#### [Job]
On the parameter sweeps page, which option takes the path to a JSON file of settings for vllm serve?

#### [Excerpt provided]
Skip to content

Parameter Sweeps

Online Benchmark

Basic

vllm bench sweep serve automatically starts vllm serve and runs vllm bench serve to evaluate vLLM over multiple configurations.

Follow these steps to run the script:

  1. Construct the base command to vllm serve, and pass it to the --serve-cmd option.
  2. Construct the base command to vllm bench serve, and pass it to the --bench-cmd option.
  3. (Optional) If you would like to vary the settings of vllm serve, create a new JSON file and populate it with the parameter combinations you want to test. Pass the file path to --serve-params.

    • Example: Tuning --max-num-seqs and --max-num-batched-tokens:
    [
        {
            "max_num_seqs": 32,
            "max_num_batched_tokens": 1024
        },
        {
            "max_num_seqs": 64,
            "max_num_batched_tokens": 1024
        },
        {
            "max_num_seqs": 64,
            "max_num_batched_tokens": 2048
        },
        {
            "max_num_seqs": 128,
            "max_num_batched_tokens": 2048
        },
        {
            "max_num_seqs": 128,
            "max_num_batched_tokens": 4096
        },
        {
            "max_num_seqs": 256,
            "max_num_batched_tokens": 4096
        }
    ]
    
  4. (Optional) If you would like to vary the settings of vllm bench serve, create a new JSON file and populate it with the parameter combinations you want to test. Pass the file path to --bench-params.

#### [Records supplied]
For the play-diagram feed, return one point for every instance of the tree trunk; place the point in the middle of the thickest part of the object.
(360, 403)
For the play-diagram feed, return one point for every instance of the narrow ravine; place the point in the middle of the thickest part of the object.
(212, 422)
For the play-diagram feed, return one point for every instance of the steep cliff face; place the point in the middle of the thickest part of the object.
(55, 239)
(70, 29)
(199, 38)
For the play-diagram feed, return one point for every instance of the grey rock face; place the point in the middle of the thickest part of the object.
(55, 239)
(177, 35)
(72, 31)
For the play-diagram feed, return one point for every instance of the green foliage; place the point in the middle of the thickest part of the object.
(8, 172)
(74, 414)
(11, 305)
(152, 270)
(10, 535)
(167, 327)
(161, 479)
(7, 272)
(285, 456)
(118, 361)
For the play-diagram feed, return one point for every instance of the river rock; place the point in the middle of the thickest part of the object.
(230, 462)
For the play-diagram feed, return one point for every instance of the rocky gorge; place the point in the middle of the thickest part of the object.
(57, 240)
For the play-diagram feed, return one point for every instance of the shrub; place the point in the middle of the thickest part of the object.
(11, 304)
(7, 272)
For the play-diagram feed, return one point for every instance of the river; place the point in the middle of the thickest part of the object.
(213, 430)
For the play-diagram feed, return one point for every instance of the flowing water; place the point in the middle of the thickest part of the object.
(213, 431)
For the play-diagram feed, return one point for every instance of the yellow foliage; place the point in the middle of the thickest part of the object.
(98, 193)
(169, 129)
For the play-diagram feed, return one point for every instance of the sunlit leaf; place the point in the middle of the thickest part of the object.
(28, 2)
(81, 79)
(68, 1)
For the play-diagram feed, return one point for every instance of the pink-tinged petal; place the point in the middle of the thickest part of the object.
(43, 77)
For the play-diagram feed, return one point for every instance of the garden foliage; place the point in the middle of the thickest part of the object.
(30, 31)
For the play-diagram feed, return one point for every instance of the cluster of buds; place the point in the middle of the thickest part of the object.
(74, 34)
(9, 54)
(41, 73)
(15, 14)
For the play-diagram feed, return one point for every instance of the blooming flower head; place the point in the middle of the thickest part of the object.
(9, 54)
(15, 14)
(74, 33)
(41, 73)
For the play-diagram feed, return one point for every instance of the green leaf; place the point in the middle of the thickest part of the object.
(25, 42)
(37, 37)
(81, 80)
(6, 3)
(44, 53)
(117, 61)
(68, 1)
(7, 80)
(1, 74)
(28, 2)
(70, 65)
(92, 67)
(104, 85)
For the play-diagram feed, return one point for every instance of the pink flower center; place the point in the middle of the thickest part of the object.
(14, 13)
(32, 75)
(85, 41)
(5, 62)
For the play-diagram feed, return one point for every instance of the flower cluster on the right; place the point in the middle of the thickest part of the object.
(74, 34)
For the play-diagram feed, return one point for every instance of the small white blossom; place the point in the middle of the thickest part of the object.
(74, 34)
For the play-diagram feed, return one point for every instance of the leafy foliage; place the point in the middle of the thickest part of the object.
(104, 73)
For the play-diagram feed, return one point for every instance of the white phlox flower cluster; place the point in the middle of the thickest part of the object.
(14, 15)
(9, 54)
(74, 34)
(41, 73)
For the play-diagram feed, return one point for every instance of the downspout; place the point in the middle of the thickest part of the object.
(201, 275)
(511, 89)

==

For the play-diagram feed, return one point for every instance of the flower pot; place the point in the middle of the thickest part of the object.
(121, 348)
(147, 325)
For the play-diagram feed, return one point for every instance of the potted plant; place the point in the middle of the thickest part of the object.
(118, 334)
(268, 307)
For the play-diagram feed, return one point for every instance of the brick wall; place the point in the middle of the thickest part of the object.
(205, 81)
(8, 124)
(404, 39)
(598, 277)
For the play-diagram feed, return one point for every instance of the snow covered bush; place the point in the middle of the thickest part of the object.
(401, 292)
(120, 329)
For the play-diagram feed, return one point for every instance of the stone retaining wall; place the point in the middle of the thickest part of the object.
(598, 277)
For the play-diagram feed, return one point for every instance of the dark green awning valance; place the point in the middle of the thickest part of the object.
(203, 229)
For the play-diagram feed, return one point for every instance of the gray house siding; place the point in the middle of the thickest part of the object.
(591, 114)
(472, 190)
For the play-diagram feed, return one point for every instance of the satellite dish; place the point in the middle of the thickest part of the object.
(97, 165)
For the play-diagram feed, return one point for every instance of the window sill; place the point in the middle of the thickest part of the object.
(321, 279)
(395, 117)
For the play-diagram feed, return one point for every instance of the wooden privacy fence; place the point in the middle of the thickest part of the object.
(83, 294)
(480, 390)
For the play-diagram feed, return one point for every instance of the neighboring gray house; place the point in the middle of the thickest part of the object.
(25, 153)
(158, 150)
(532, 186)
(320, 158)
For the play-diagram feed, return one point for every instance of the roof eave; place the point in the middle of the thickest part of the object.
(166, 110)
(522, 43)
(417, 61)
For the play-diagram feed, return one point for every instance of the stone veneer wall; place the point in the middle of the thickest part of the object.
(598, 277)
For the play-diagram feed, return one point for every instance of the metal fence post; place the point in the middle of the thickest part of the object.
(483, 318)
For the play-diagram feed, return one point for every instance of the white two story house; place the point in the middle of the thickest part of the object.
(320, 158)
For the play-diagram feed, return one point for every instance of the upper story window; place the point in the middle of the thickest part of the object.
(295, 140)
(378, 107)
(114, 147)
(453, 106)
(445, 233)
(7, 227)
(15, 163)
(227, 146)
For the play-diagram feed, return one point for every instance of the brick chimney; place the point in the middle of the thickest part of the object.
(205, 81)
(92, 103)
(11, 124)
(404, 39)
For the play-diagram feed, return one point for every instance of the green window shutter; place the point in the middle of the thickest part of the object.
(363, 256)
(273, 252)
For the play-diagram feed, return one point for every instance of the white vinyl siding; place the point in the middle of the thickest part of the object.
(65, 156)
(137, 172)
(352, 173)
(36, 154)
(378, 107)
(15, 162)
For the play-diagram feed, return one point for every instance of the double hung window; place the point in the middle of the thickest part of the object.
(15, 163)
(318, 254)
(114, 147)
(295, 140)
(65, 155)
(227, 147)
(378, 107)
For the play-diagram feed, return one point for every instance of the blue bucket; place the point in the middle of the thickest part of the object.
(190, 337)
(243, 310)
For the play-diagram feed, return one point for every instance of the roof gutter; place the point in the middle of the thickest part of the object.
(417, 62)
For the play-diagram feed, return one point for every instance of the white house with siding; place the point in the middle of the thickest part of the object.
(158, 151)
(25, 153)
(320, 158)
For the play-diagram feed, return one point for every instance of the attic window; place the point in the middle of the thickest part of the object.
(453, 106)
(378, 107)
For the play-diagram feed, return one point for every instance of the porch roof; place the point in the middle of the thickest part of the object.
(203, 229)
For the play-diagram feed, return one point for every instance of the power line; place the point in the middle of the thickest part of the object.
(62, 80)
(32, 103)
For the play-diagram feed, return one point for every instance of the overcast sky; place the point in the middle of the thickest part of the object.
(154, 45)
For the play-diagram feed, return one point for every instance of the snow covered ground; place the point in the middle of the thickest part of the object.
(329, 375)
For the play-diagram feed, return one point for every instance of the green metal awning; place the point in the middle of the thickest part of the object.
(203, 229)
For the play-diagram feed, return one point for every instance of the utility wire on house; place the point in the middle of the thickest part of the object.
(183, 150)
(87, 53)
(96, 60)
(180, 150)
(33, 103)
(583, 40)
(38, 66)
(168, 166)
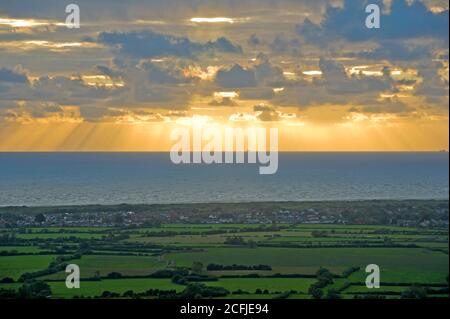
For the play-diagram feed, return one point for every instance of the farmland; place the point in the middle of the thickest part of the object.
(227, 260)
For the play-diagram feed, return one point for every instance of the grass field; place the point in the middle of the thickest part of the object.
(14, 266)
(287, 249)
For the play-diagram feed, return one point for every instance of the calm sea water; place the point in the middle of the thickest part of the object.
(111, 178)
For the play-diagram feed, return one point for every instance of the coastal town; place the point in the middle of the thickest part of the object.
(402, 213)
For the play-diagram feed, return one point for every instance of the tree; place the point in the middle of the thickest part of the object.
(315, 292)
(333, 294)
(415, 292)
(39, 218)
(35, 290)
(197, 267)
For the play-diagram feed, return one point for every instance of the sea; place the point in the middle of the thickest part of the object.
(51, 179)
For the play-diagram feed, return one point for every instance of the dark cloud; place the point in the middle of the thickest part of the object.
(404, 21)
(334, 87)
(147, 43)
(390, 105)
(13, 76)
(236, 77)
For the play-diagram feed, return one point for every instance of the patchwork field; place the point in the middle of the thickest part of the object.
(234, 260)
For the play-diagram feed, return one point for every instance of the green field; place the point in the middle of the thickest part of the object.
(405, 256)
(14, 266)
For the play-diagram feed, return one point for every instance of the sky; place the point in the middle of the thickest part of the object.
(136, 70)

==

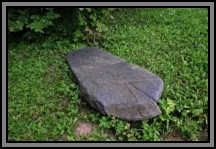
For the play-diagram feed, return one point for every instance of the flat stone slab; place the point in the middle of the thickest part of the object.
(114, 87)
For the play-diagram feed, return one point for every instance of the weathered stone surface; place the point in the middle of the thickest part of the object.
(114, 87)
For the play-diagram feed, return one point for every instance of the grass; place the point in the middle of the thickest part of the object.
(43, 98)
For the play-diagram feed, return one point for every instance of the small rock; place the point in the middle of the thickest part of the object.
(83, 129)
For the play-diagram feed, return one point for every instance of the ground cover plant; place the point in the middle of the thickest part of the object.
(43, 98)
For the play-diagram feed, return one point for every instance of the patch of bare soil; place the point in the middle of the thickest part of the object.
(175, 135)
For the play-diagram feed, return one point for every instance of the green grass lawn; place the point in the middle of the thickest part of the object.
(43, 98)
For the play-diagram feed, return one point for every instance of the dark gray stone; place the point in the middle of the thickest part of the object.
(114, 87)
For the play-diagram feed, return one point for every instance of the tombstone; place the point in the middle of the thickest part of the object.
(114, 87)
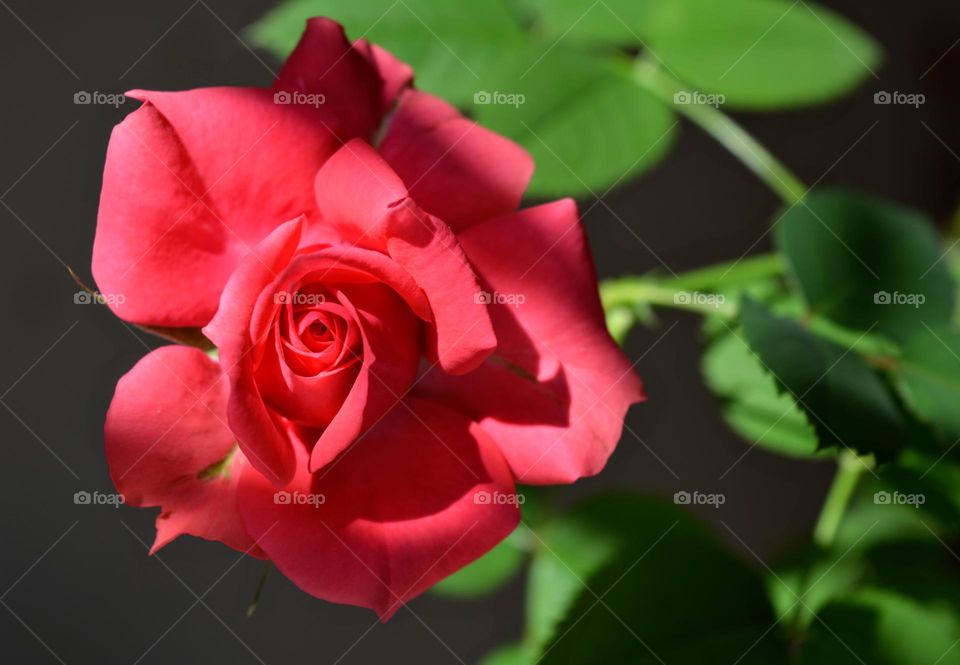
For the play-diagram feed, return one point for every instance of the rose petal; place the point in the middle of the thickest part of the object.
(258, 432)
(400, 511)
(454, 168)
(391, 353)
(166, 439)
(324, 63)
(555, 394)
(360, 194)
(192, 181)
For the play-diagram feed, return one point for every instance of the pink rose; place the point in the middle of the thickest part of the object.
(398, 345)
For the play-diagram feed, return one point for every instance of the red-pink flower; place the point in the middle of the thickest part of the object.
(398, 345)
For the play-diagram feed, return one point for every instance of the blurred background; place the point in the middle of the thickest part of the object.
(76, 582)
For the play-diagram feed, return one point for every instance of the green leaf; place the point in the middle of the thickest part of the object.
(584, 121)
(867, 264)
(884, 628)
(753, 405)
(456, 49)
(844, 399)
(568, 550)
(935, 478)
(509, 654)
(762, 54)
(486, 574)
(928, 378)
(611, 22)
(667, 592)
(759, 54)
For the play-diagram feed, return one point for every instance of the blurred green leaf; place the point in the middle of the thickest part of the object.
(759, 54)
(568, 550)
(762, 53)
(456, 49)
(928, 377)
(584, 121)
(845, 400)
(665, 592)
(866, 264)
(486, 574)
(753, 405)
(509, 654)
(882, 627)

#### [Solution for this task]
--serve-params